= Text section =
#####

The first image in that tweet was generated using the caption listed on Stable Diffusion’s dataset, the multi-terabyte scraped image database known as LAION. The team fed the caption into the Stable Diffusion prompt, and out came the same exact image, though slightly distorted with digital noise. The process for finding these duplicate images was relatively simple. The team ran the same prompt multiple times, and after getting that same resulting image, the researchers manually checked if the image was in the training set.

A series of images on the top and bottom revealing images taken from an AI training set and the AI itself.

The bottom images were traced to the top images that were taken directly from AI’s training data. All these images could have license or copyright tied to them.

#####

= Your tasks =
1. Answer these questions using the passage on Stable Diffusion's training images:
(a) What is the scraped image database that serves as Stable Diffusion's dataset called?
(b) What did the researchers manually check after the same prompt kept giving the same image?
(c) According to the last sentence, what could all these images have tied to them?
2. Carry on the passage about Stable Diffusion reproducing images from its training data, starting after its last sentence.

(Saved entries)

#####

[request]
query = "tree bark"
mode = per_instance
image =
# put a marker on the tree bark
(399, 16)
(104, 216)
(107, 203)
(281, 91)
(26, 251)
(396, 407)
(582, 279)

#####

= Answers to the exercise =
1.
(a) LAION
(b) Whether the image was in the training set
(c) License or copyright

2.
Image: Cornell University/Extracting Training Data from Diffusion Models

Two of the paper’s researchers Eric Wallace, a PHD student at UC Berkeley, and Vikash Sehwag, a PHD candidate at Princeton University, told Gizmodo in a Zoom interview that image duplication was rare. Their team tried out about 300,000 different captions, and only found a .03% memorization rate. Copied images were even rarer for models like Stable Diffusion that have worked to de-duplicate images in its training set, though in the end, all diffusion models will have the same issue, to a greater or lesser degree. The researchers found that Imagen was fully capable of memorizing images that only existed once in the data set.

“The caveat here is that the model is supposed to generalize, it’s supposed to generate novel images rather than spitting out a memorized version,” Sehwag said.

Their research showed that as the AI systems themselves get bigger and more sophisticated, there’s more likelihood AI will generate copied material. A smaller model like Stable Diffusion simply does not have the same amount of storage space to store most of that training data. That could very much change in the next few years.

“Maybe in next year, whatever new model comes out that’s a lot bigger and a lot more powerful, then potentially these kinds of memorization risks would be a lot higher than they are now,” Wallace said.

Through a complicated process that involves destroying the training data with noise before removing that same distortion, Diffusion-based machine learning models create data—in this case, images—similar to what it was trained on. Diffusion models were an evolution from the generative adversarial networks, or GAN-based machine learning.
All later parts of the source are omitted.